Short task: Transcribe every line of the material below verbatim, preserving each character, space, and line break.

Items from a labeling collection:
····················

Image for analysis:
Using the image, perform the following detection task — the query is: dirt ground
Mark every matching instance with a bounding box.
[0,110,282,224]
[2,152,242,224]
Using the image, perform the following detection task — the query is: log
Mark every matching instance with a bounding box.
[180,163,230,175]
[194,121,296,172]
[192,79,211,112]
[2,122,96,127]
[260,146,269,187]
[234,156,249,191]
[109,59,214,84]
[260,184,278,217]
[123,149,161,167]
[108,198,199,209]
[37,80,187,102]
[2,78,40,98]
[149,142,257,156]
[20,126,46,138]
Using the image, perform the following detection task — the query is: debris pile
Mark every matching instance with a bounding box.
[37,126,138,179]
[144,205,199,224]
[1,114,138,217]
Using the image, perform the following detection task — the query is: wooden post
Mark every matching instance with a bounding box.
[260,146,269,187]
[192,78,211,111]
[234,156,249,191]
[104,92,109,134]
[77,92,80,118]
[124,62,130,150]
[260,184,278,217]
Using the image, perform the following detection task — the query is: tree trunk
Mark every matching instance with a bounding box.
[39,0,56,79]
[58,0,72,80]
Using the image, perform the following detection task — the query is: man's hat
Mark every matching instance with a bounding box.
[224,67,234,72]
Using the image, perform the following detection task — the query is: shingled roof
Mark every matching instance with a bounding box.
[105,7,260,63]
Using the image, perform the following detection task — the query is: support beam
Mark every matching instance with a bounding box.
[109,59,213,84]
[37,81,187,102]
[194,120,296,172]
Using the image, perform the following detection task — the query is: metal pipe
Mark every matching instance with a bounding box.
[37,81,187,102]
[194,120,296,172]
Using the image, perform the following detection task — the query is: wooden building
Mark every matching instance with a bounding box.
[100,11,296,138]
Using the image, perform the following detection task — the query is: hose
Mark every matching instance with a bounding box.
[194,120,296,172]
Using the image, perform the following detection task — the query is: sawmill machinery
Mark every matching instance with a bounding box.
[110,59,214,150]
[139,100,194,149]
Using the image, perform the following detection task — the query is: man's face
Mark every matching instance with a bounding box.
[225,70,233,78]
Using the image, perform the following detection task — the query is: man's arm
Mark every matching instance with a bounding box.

····················

Complete answer:
Image for analysis:
Using the image, perform the following detection task — the query is: dirt ground
Mark every matching instance with a bounding box.
[0,110,282,224]
[2,152,242,224]
Using the image, perform the following detection task — the query is: log
Mark every matching instance with a bounding box.
[180,163,230,175]
[194,121,296,172]
[192,79,211,112]
[2,122,96,127]
[260,146,269,187]
[234,156,249,191]
[109,59,214,84]
[260,184,278,217]
[123,149,161,167]
[108,198,199,209]
[37,80,187,102]
[2,78,40,98]
[149,142,257,156]
[20,126,46,138]
Using the image, perform the following detection task — the query is: debris pile
Mark every matching instance with a bounding box.
[37,126,138,179]
[144,205,199,224]
[1,114,138,217]
Using the image, perform the following detection task — the query is: wooden post
Mark every matching instance with a bounding box.
[260,146,269,187]
[192,78,211,111]
[234,156,249,191]
[104,92,109,134]
[77,92,80,118]
[124,62,130,150]
[260,184,278,217]
Using the image, perform the following detection task — the query is: tree trunk
Mark every matching instance with a bounding box.
[39,0,56,79]
[58,0,72,80]
Using the image, perform the following detection task — the query is: man's hat
Mark every matching instance with a bounding box.
[224,67,234,72]
Using the image, perform the following detection task — the query is: shingled roof
Mark every matching instance with a bounding box.
[105,7,260,63]
Using the image, perform the following detection task — the query is: support beam
Mark every matching instance with a bounding box.
[109,59,213,84]
[37,81,187,102]
[194,120,296,172]
Using the image, perform the following detection task — the query is: metal pipe
Mark every matching instance with a bounding box.
[37,81,187,102]
[194,120,296,172]
Using the image, perform the following detection task — the query is: wooden building
Mark every matching instance with a bounding box.
[100,11,296,138]
Using the image, perform the following detection task — the query is: hose
Mark every matching instance with a bounding box.
[194,120,296,172]
Using the image, perform the following detection task — the query is: sawmill machinery
Mark every matching instance with a bounding box.
[110,59,214,150]
[139,100,194,149]
Using the image, perform the following detection task — the query is: man's face
Mark every matching instance with a bounding box.
[225,70,233,78]
Using the image, perform the following detection task — the query is: man's arm
Mark every matching instance with a bounding box.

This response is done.